Exercise instructions: Write out all of the entries, matching the original exactly.

Collection entries:

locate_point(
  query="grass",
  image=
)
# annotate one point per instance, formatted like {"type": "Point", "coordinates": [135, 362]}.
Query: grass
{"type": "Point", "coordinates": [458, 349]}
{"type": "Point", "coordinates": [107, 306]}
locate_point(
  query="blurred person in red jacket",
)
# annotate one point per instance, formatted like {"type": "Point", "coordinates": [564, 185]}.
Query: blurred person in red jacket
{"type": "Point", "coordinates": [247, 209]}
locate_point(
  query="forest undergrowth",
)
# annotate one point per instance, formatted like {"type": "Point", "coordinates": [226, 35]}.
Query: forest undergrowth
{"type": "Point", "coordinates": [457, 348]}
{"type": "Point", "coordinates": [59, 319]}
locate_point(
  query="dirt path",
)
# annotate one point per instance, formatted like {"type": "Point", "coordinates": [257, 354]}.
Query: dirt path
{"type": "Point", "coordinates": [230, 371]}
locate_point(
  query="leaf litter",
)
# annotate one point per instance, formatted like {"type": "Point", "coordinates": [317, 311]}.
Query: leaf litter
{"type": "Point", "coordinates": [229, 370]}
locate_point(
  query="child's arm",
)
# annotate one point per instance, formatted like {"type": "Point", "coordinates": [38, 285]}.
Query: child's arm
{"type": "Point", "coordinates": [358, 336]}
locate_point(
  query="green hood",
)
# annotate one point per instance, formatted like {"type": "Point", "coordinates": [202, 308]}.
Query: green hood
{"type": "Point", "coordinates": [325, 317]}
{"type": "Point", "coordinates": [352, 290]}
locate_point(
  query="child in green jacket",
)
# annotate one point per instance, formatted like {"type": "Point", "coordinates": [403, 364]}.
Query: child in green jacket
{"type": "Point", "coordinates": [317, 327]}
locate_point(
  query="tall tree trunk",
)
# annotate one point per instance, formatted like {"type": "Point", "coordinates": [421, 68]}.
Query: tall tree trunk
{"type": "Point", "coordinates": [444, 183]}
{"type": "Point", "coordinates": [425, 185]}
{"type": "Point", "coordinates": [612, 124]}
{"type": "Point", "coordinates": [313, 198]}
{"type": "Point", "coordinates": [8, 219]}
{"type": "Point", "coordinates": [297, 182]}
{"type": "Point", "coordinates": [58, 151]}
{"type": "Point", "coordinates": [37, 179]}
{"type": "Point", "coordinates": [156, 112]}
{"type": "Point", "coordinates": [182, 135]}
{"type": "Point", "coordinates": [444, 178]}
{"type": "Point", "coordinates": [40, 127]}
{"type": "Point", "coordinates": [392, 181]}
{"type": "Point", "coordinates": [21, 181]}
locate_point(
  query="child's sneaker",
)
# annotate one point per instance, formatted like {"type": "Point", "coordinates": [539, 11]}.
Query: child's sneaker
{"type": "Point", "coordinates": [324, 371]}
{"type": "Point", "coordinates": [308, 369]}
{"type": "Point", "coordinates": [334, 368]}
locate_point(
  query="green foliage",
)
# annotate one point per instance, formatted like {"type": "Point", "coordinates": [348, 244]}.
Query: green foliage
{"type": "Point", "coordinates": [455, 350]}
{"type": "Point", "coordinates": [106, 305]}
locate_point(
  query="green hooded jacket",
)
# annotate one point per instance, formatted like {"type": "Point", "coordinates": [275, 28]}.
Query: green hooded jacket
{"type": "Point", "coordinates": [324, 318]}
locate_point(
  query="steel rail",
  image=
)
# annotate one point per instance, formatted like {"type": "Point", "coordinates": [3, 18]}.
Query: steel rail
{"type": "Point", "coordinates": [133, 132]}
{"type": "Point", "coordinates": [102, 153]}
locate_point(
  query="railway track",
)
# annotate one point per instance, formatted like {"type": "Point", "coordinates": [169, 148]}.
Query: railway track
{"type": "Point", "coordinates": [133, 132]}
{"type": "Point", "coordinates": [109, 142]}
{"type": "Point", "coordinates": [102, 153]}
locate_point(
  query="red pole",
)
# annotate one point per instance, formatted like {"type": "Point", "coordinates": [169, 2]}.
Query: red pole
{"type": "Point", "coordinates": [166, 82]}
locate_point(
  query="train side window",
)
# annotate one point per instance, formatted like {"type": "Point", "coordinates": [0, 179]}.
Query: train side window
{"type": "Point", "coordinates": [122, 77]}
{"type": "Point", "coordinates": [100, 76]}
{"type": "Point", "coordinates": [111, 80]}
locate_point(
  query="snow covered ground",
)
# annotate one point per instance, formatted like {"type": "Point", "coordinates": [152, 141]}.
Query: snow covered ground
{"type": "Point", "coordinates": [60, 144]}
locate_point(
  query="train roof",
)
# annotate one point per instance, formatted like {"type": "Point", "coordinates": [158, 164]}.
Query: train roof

Output of the exercise:
locate_point(
  query="grass",
  image=
)
# annotate one point per instance, formatted like {"type": "Point", "coordinates": [135, 362]}.
Query: grass
{"type": "Point", "coordinates": [458, 349]}
{"type": "Point", "coordinates": [107, 306]}
locate_point(
  query="blurred person in red jacket",
)
# annotate one point per instance, formatted like {"type": "Point", "coordinates": [564, 185]}.
Query: blurred person in red jacket
{"type": "Point", "coordinates": [247, 209]}
locate_point(
  query="forest undergrowth",
)
# annotate one point per instance, formatted like {"type": "Point", "coordinates": [226, 35]}.
Query: forest undergrowth
{"type": "Point", "coordinates": [457, 348]}
{"type": "Point", "coordinates": [59, 319]}
locate_point(
  query="dirt path",
)
# annotate one point per instance, formatted like {"type": "Point", "coordinates": [257, 354]}.
Query: dirt path
{"type": "Point", "coordinates": [230, 371]}
locate_point(
  query="leaf litter",
)
# annotate one point per instance, formatted like {"type": "Point", "coordinates": [317, 311]}.
Query: leaf litter
{"type": "Point", "coordinates": [229, 370]}
locate_point(
  query="child's arm",
)
# annotate one point per instance, formatted like {"type": "Point", "coordinates": [38, 285]}.
Query: child's arm
{"type": "Point", "coordinates": [358, 336]}
locate_point(
  query="green hood",
)
# annotate one point per instance, formatted like {"type": "Point", "coordinates": [202, 308]}.
Query: green hood
{"type": "Point", "coordinates": [325, 317]}
{"type": "Point", "coordinates": [352, 290]}
locate_point(
  query="child in green jacket",
)
# annotate one point per instance, formatted like {"type": "Point", "coordinates": [403, 364]}.
Query: child in green jacket
{"type": "Point", "coordinates": [317, 327]}
locate_point(
  query="tall tree trunk",
)
# annotate one point per instance, formatted like {"type": "Point", "coordinates": [421, 68]}.
Query: tall tree trunk
{"type": "Point", "coordinates": [444, 183]}
{"type": "Point", "coordinates": [425, 185]}
{"type": "Point", "coordinates": [612, 124]}
{"type": "Point", "coordinates": [313, 198]}
{"type": "Point", "coordinates": [8, 219]}
{"type": "Point", "coordinates": [297, 182]}
{"type": "Point", "coordinates": [58, 151]}
{"type": "Point", "coordinates": [37, 179]}
{"type": "Point", "coordinates": [156, 112]}
{"type": "Point", "coordinates": [182, 135]}
{"type": "Point", "coordinates": [444, 178]}
{"type": "Point", "coordinates": [40, 127]}
{"type": "Point", "coordinates": [392, 181]}
{"type": "Point", "coordinates": [21, 181]}
locate_point(
  query="child's sneaker",
)
# annotate one point per instance, formatted like {"type": "Point", "coordinates": [539, 11]}.
Query: child's sneaker
{"type": "Point", "coordinates": [324, 371]}
{"type": "Point", "coordinates": [308, 369]}
{"type": "Point", "coordinates": [334, 368]}
locate_point(
  query="green foliage",
)
# annotate one point per instance, formatted like {"type": "Point", "coordinates": [348, 244]}.
Query: green foliage
{"type": "Point", "coordinates": [455, 350]}
{"type": "Point", "coordinates": [106, 305]}
locate_point(
  query="green hooded jacket",
)
# annotate one point per instance, formatted like {"type": "Point", "coordinates": [275, 28]}.
Query: green hooded jacket
{"type": "Point", "coordinates": [324, 318]}
locate_point(
  query="steel rail",
  image=
)
# annotate one point per instance, formatted like {"type": "Point", "coordinates": [3, 18]}.
Query: steel rail
{"type": "Point", "coordinates": [133, 132]}
{"type": "Point", "coordinates": [102, 153]}
locate_point(
  query="railway track",
)
# annotate one point per instance, formatted like {"type": "Point", "coordinates": [169, 148]}.
Query: railway track
{"type": "Point", "coordinates": [133, 132]}
{"type": "Point", "coordinates": [109, 142]}
{"type": "Point", "coordinates": [102, 153]}
locate_point(
  query="red pole",
)
# annotate one point per instance, formatted like {"type": "Point", "coordinates": [169, 2]}.
Query: red pole
{"type": "Point", "coordinates": [166, 82]}
locate_point(
  query="train side window",
)
# annotate one point per instance, formatted like {"type": "Point", "coordinates": [0, 179]}.
Query: train side window
{"type": "Point", "coordinates": [122, 77]}
{"type": "Point", "coordinates": [100, 76]}
{"type": "Point", "coordinates": [111, 80]}
locate_point(
  query="snow covered ground",
)
# annotate one point per instance, formatted like {"type": "Point", "coordinates": [152, 141]}.
Query: snow covered ground
{"type": "Point", "coordinates": [60, 144]}
locate_point(
  query="train roof",
)
# annotate one point per instance, formatted like {"type": "Point", "coordinates": [158, 164]}.
Query: train roof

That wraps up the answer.